TASK PROMPT | In the data below, reproduce exactly the lines from the one containing "Target: handbag" through the end of the data, including both ends.

[Image point annotation entries]
# # # # # # #

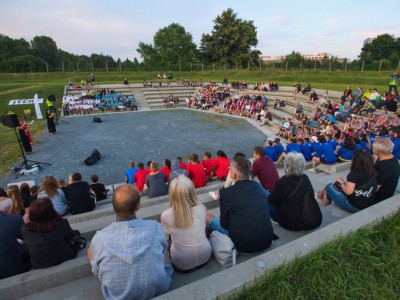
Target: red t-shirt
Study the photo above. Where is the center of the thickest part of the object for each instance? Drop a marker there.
(222, 167)
(197, 175)
(266, 172)
(140, 179)
(166, 172)
(208, 165)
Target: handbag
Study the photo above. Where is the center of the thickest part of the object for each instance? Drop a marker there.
(223, 249)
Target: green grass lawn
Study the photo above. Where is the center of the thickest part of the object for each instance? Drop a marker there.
(363, 265)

# # # # # # #

FINISHED EXERCISE |
Target: handbag
Study the photo above. Where is the center of the thickest part of the object for each instance? Drop a marker there.
(223, 249)
Target: green grass lawn
Study the photo above. Where is the center of the thickest part of the object for each instance? Drop a marker there.
(363, 265)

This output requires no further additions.